[start]
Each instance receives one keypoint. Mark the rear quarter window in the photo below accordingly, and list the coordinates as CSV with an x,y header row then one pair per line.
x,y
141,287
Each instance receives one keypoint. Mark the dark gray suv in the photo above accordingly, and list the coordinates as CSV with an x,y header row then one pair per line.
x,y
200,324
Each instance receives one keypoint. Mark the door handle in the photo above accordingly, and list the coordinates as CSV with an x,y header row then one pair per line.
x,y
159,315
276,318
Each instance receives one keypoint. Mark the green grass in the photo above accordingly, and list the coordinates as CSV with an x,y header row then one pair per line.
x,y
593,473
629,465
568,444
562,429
[end]
### Work to be completed
Can you copy all of the data above line for line, without changing a single character?

### Solution for this exercise
Each instance receives one keypoint. Mark the rear quarter window in the photo below accordingly, and list the coordinates as CSV with an x,y header row then one pair per line.
x,y
141,287
Each instance receives one keypoint. Mark the dark gray suv in the photo above accordingly, and list the coordinates as CSV with an x,y header row then one pair per line.
x,y
200,324
Each instance receives one keypoint. Mark the door handle in the photo above accordingly, and list the coordinates as CSV with an x,y header row then one pair per line.
x,y
159,315
276,318
Each instance receives one keypoint. Mark the green grass in the photo above accordingly, and list the coordinates as CSV with an x,y header row then one pair per line.
x,y
593,473
629,465
568,444
562,429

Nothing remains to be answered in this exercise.